"""
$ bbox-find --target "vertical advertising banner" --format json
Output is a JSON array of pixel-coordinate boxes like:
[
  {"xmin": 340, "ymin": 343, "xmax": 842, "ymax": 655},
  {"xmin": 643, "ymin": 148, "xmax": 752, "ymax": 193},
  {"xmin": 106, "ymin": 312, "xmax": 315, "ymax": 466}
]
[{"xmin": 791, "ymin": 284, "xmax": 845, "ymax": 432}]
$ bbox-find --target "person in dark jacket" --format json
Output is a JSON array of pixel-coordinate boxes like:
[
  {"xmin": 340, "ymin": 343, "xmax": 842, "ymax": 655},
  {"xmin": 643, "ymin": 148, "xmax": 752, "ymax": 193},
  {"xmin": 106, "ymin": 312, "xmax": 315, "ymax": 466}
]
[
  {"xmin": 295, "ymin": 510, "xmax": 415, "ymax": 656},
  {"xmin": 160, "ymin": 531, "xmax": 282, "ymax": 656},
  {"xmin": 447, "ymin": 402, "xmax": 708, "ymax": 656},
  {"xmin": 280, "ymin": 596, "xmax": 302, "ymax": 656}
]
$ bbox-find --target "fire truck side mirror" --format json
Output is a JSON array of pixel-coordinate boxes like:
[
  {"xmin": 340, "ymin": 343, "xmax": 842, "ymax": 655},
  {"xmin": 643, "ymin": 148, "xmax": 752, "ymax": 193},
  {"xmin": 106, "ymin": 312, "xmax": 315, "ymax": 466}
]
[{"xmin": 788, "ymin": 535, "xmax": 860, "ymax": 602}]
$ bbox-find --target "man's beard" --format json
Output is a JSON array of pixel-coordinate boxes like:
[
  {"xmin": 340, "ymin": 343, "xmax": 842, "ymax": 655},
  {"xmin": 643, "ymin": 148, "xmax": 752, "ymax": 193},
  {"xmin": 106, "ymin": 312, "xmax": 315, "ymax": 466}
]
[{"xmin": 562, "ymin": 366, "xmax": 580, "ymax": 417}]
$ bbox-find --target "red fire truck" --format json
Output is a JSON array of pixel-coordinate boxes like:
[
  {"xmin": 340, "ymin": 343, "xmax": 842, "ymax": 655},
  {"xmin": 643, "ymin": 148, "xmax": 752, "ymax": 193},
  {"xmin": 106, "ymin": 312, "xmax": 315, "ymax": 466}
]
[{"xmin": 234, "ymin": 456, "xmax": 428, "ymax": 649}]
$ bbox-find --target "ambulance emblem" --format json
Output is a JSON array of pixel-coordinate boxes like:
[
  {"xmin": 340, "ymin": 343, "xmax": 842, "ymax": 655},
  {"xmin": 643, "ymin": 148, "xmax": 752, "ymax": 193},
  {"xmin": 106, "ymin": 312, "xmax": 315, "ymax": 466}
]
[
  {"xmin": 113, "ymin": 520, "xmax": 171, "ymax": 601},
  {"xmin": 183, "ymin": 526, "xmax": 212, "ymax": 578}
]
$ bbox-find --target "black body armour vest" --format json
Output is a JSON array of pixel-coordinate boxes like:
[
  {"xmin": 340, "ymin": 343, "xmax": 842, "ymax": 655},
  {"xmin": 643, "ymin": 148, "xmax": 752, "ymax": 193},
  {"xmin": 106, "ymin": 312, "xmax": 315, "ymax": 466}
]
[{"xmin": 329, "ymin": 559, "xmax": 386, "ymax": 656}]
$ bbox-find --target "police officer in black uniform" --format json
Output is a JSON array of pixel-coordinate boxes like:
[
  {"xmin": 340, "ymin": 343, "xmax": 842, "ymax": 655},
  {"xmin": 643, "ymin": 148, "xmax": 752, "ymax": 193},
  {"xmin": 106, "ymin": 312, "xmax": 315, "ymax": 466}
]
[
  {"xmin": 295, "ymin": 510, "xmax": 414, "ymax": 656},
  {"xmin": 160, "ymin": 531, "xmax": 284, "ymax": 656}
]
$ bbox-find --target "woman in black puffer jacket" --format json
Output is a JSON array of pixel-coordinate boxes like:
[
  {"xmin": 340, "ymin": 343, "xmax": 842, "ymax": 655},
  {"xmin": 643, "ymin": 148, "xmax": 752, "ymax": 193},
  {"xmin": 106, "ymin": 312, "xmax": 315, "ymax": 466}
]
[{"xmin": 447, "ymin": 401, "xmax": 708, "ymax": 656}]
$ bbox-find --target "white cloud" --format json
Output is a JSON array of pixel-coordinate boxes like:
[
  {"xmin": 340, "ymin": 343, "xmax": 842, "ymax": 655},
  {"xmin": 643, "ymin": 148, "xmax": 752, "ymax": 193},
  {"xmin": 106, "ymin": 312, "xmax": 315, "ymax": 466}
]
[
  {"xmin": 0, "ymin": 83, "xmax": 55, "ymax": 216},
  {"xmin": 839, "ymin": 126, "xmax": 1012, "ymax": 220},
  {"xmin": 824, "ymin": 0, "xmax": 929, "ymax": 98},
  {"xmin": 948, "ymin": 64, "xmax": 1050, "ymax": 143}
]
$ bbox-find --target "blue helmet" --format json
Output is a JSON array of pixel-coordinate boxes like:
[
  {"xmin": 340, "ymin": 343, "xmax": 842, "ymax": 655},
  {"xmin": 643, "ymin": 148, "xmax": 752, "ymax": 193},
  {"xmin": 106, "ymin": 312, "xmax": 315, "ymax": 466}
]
"""
(WHAT THIS TASK INVOLVES): Report how many lines of the records contain the string "truck". Give only the number.

(ANSWER TO THE EXERCISE): 2